WRITTEN EXERCISE ▸ Below are the records; reproduce all of them exactly but without any images.

DATA TO PROCESS ▸
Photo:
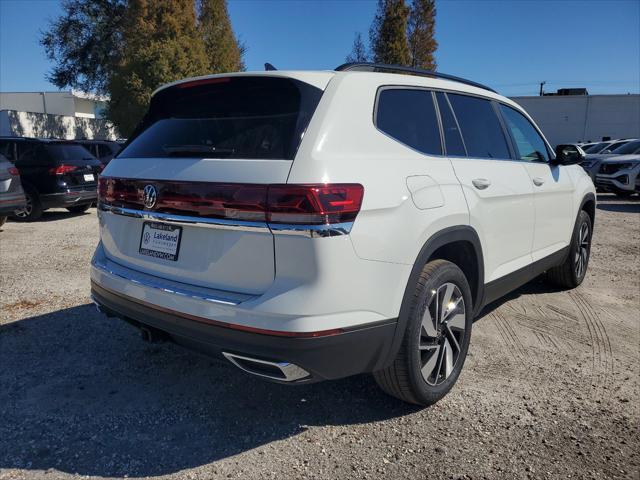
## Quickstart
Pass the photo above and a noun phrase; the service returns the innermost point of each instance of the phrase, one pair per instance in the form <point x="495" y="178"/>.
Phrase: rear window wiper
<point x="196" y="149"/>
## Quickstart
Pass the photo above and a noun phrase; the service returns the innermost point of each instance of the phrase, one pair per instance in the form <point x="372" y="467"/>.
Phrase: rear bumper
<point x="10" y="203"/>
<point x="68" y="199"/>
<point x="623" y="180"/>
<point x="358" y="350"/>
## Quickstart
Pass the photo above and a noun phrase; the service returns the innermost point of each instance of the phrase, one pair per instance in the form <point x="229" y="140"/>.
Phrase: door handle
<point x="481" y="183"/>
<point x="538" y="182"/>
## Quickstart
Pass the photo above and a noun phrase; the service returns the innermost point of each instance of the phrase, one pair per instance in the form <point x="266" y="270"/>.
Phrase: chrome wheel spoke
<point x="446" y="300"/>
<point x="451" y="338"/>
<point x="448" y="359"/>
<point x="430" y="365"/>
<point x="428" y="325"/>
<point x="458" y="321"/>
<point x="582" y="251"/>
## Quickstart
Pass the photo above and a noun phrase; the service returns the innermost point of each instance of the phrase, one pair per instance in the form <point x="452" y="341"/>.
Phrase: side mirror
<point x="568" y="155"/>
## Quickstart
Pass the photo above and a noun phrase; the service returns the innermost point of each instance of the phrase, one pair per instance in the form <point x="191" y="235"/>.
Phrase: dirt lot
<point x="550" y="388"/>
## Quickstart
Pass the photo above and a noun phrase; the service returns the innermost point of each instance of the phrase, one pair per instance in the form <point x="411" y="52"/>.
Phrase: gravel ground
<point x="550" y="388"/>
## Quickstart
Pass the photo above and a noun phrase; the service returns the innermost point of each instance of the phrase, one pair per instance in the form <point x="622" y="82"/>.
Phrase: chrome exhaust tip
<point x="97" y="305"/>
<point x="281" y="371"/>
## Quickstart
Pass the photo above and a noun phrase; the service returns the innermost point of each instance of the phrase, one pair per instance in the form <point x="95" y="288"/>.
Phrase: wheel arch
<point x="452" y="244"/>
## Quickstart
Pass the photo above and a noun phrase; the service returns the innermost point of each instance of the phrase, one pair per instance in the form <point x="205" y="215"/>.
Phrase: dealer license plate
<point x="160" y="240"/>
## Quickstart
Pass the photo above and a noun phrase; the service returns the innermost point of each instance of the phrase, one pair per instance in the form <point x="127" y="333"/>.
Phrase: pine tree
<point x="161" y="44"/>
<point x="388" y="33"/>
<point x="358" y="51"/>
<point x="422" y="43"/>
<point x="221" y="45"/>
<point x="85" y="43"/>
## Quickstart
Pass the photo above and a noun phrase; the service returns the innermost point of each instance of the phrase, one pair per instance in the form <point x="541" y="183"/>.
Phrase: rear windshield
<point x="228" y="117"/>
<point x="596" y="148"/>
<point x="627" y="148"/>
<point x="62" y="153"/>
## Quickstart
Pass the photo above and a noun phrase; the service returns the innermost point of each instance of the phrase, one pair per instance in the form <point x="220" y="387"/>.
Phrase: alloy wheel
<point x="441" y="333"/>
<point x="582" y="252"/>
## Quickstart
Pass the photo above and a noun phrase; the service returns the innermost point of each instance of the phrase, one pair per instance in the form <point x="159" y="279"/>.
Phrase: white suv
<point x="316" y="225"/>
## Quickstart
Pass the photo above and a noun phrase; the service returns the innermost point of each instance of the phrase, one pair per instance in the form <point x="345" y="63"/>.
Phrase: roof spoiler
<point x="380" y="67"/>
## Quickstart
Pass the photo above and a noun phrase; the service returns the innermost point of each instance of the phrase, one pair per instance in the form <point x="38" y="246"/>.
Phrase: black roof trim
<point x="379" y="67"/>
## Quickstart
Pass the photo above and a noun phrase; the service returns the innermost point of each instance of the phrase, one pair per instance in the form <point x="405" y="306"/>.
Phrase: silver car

RESULT ▸
Photo:
## Quickstart
Pass the photo above and a noun phrase; the service returns the innermost point of each instance of the phrase, one pair per instance in the form <point x="495" y="178"/>.
Phrase: rear window wiper
<point x="196" y="149"/>
## Quickstart
Pass the photo above and a noun phrase; the service returns the innermost point of each instance of the phrase, one pair per instance in the form <point x="372" y="467"/>.
Phrase: rear bumper
<point x="10" y="203"/>
<point x="68" y="199"/>
<point x="623" y="180"/>
<point x="358" y="350"/>
## Quickstart
Pass the photo above and a noun phrase; the service returns the innermost point of each instance of the phrase, one pair per instance in the form <point x="229" y="140"/>.
Phrase: door handle
<point x="481" y="183"/>
<point x="538" y="182"/>
## Quickstart
Pass the photo above and a noun phrase; the service returns the innermost point of each instance of the phrase, one pair per instance in the form <point x="266" y="270"/>.
Phrase: chrome wheel spoke
<point x="446" y="300"/>
<point x="451" y="338"/>
<point x="448" y="359"/>
<point x="430" y="365"/>
<point x="428" y="325"/>
<point x="458" y="321"/>
<point x="582" y="251"/>
## Quickstart
Pass the photo above and a noun phrase; the service returns the innermost point of each instance of the phrase, one pair per instance in the form <point x="452" y="341"/>.
Phrase: side mirror
<point x="568" y="155"/>
## Quickstart
Pass the photo above and a noun phrase; the service returns the innermost point of each instance of the phrase, one pair per instance in the form <point x="191" y="235"/>.
Phrase: dirt lot
<point x="550" y="388"/>
## Quickstart
Pass the photo above and a noun phrase; the service returns the innermost point of each instance of the phrase, one pair per instance in the form <point x="411" y="52"/>.
Phrase: gravel ground
<point x="550" y="388"/>
## Quickstart
Pass the photo above and a noun phrase; the service returns the innermost point of each instance of the phrase, one pair per instance in the form <point x="622" y="82"/>.
Phrase: chrome exhaust tip
<point x="97" y="305"/>
<point x="281" y="371"/>
## Quickstart
Pass the photo above and a noun phrase; the service returns the innermost point of each instance of the phrase, one pair per instance in the form <point x="95" y="288"/>.
Phrase: wheel arch
<point x="452" y="244"/>
## Quickstart
Pass the photo above and a noun phrase; the service returns the innermost point of each instance of the phrase, one pair per instance in the form <point x="205" y="215"/>.
Phrase: dealer license plate
<point x="160" y="240"/>
## Quickstart
Pass the photo above and a noun phrase; the service returns the innermost point of each instance of the phrase, one pair per instance in the form <point x="127" y="333"/>.
Phrase: pine tree
<point x="161" y="44"/>
<point x="388" y="33"/>
<point x="358" y="51"/>
<point x="422" y="43"/>
<point x="221" y="45"/>
<point x="85" y="43"/>
## Quickstart
Pass the photo above and a noun phrase; the service returns the innermost point of each instance of the phrase, one pair per instance in the form <point x="541" y="183"/>.
Phrase: rear windshield
<point x="228" y="117"/>
<point x="596" y="148"/>
<point x="627" y="148"/>
<point x="62" y="153"/>
## Quickstart
Pass the photo above and a noun phrase; the service returns the innermost point of each instance of the phrase, one pair per instance in the form <point x="220" y="387"/>.
Phrase: alloy wheel
<point x="441" y="333"/>
<point x="582" y="252"/>
## Quickstart
Pass the photo above and a noun phrase; the service returns the innermost point of each instance of the phrase, one pair per instance in the form <point x="159" y="279"/>.
Phrase: white suv
<point x="316" y="225"/>
## Quickstart
Pass the photo above and a noun phrase; the service returns the innermost point of each instance of the phrase, one pair per instance in the form <point x="345" y="63"/>.
Phrase: roof spoiler
<point x="380" y="67"/>
## Quickstart
Pass the photo above and a noun phrase; the service returns the innermost point of each instance of the phrase, one pair per instance in the form <point x="38" y="246"/>.
Phrase: black roof trim
<point x="379" y="67"/>
## Quickstart
Pass the photo above and a noun phrase; the service returns the innermost point of each instance of the phrase, one pair per instance in the form <point x="405" y="306"/>.
Phrase: silver car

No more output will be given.